The 177 words of this dispatch the Chicago Tribune chose to run the next day explained the basics of the Sycamores' 23-21 win, including the fact that Vandercook's final kick cleared the crossbar by three feet. They did not, however, mention the Indiana State ball boy who caught Vandercook's game-winning field goal. That's where the story gets really interesting.

Beneath the goal posts that day in Carbondale was a high school freshman whose mother had recently married Indiana State coach Tom Harp. The kid was a pretty fair athlete himself, so good at quarterback that when he became a sophomore his coach at South Vigo High in Terre Haute, Ind., allowed him to call the plays himself. His name? Cam Cameron. Since that moment -- whether playing football for Lee Corso, playing hoops for Bobby Knight, coaching at Michigan and Indiana, becoming an uber-successful NFL offensive coordinator or getting fired in the midst of a Super Bowl run -- Cameron has spent nearly every moment chasing the high that surged through his body when he caught that ball and saw the Sycamores charge off their sideline to dogpile the freshman who had kicked it.

"I've never looked back," Cameron said this week. "And I've never worked a day in my life."

Cameron has gone to an office and drawn a paycheck, but he has never considered football work. To him, every game is one more opportunity to recreate what he felt that day in Carbondale. Cameron's newest opportunities will come at Tiger Stadium. After Baltimore Ravens coach John Harbaugh fired Cameron in December in what he called "the hardest thing I've had to do as a coach," Cameron had a few options. Several NFL teams called. But so did old friend Les Miles, with whom Cameron shared an office when the men were assistants together under Bo Schembechler at Michigan. LSU offered a three-year, $3.4 million contract, which made the Tigers competitive with any NFL team. So Cameron, who hadn't coached in college since he was fired as alma mater Indiana's head coach in 2001, went back to campus with the goal of creating an LSU offense worthy of sharing the same sideline with the Tigers' vaunted defense.

To do this, Cameron will teach his players lessons collected from some unlikely sources. When he was a sophomore in high school, Cameron met a man who would help shape his play-calling philosophy. His name was Larry Bird.

Yes, that Larry Bird.

Bird had just enrolled at Indiana State following a 24-day stint at Indiana and a year off to collect himself. In the offseason, the Sycamores basketball team played pickup games in the gym. The football coach's kid would bring his high school teammates, and they would join the college players. Often, Cameron found himself on the same team as one of the greatest basketball players of all time. "If I was more open than him, he would pass it to me," Cameron said. "But he expected me to make the shot."

At first, Cameron didn't understand why the best player on the floor by a mile would pass to a high-schooler. Then he realized Bird did this to earn the trust of his teammates. When Cameron began calling plays for South Vigo's football team, he followed Bird's lead and tried to get the ball to as many of his teammates as possible. Cameron can still tick off the names of the backs and receivers who became his best friends. "All you had to do was keep them involved, and they'd run through a wall for you," Cameron said. "Football is hard. Guys don't selfishly want the ball. But they want some reward for all their hard work."

Harp watched Cameron call the plays with pride -- not that he let his son know that at the time. "He had the confidence of the team, and he called them," Harp said. "I was very impressed with how sharp he was. Now, we argued all the time. I never wanted to give him the satisfaction that he'd done a great job -- even though he did."

--- PROVIDED DATA ---
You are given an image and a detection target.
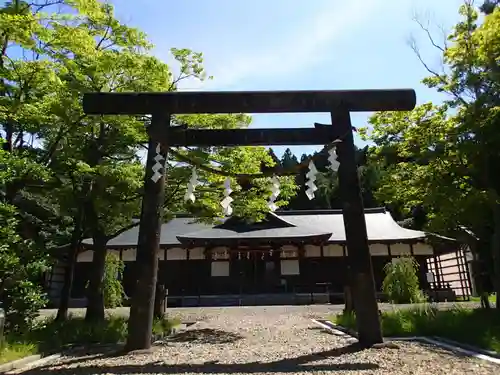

--- PROBLEM ---
Name every person whose own words the article about Cam Cameron quotes directly.

--- SOLUTION TO THIS EXERCISE ---
- Cam Cameron
- John Harbaugh
- Tom Harp